### Objectif
Convertissez l'ensemble des lignes ci-dessous en une liste JSON de chaînes, à raison d'une chaîne par ligne, sans les lignes vides. Les images doivent être exclues de la réponse.

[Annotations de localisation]

────

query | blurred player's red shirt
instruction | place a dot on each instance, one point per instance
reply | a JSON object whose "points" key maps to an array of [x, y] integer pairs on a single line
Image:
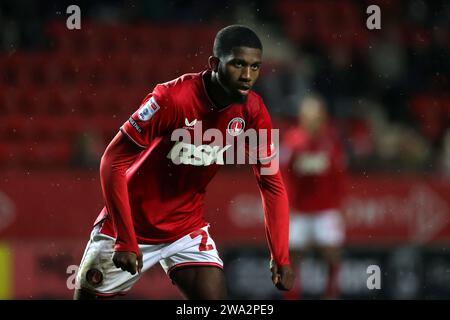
{"points": [[315, 170], [167, 199]]}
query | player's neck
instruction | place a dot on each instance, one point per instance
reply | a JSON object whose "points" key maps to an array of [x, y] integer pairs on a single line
{"points": [[215, 92]]}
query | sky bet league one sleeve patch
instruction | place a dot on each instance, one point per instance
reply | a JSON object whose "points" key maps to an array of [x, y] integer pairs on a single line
{"points": [[148, 109]]}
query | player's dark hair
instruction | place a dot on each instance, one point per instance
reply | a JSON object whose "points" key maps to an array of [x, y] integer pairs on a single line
{"points": [[235, 36]]}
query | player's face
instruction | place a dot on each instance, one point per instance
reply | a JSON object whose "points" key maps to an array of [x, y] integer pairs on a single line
{"points": [[237, 72]]}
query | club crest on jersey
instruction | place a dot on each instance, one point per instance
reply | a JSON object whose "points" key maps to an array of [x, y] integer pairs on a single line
{"points": [[148, 109], [236, 126]]}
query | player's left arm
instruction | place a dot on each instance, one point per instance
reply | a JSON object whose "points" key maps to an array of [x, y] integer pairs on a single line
{"points": [[275, 203]]}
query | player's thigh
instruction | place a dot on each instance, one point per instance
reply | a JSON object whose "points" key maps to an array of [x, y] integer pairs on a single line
{"points": [[329, 230], [194, 265], [300, 235], [201, 282]]}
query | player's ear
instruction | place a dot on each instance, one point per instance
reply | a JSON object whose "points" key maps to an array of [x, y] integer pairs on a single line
{"points": [[213, 63]]}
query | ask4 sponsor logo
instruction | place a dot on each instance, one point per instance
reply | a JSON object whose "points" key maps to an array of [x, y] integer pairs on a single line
{"points": [[197, 148]]}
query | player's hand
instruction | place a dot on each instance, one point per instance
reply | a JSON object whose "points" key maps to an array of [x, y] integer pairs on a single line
{"points": [[127, 261], [282, 277]]}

────

### Réponse attendue
[
  "query | blurred player's red shirt",
  "instruction | place a dot on each instance, one point per instance",
  "reply | a JSON object whose \"points\" key maps to an array of [x, y] integer pairs on a single line",
  "Image:",
  "{\"points\": [[315, 170], [167, 199]]}",
  "query | player's neck",
  "instruction | place a dot on each instance, one point per instance",
  "reply | a JSON object whose \"points\" key maps to an array of [x, y] integer pairs on a single line",
  "{\"points\": [[215, 92]]}",
  "query | sky bet league one sleeve patch",
  "instruction | place a dot on each instance, one point per instance",
  "reply | a JSON object whose \"points\" key maps to an array of [x, y] integer pairs on a single line",
  "{\"points\": [[148, 109]]}",
  "query | player's dark hair",
  "instruction | place a dot on each instance, one point per instance",
  "reply | a JSON object whose \"points\" key maps to an array of [x, y] integer pairs on a single line",
  "{\"points\": [[235, 36]]}",
  "query | player's face",
  "instruction | place a dot on each instance, one point per instance",
  "reply | a JSON object whose \"points\" key maps to an array of [x, y] integer pairs on a single line",
  "{\"points\": [[237, 72]]}",
  "query | club crest on jersey",
  "instruction | place a dot on each instance, one point per instance",
  "reply | a JSON object whose \"points\" key maps to an array of [x, y] integer pairs on a single line",
  "{\"points\": [[148, 109], [236, 126]]}",
  "query | player's left arm",
  "instruction | place a dot on each instance, one point per instance",
  "reply | a JSON object whose \"points\" key maps to an array of [x, y] integer pairs on a single line",
  "{\"points\": [[275, 203]]}",
  "query | player's thigh",
  "instruction | place a dot on each instance, one point per instance",
  "reply | a JSON object whose \"points\" key maps to an array of [x, y] integer pairs on a single line",
  "{\"points\": [[329, 230], [194, 265], [300, 235], [201, 282]]}",
  "query | player's ear",
  "instruction | place a dot on each instance, one point per instance",
  "reply | a JSON object whose \"points\" key maps to an array of [x, y] integer pairs on a single line",
  "{\"points\": [[213, 63]]}",
  "query | ask4 sponsor logo",
  "instruction | place a dot on each instance, one point per instance",
  "reply | a JSON object whose \"points\" key maps to an array of [x, y] integer pairs on a single line",
  "{\"points\": [[197, 148]]}",
  "query | player's hand",
  "instruction | place a dot on each instance, one point per instance",
  "reply | a JSON object whose \"points\" key maps to an array of [x, y] integer pairs on a single line",
  "{\"points\": [[127, 261], [282, 277]]}"
]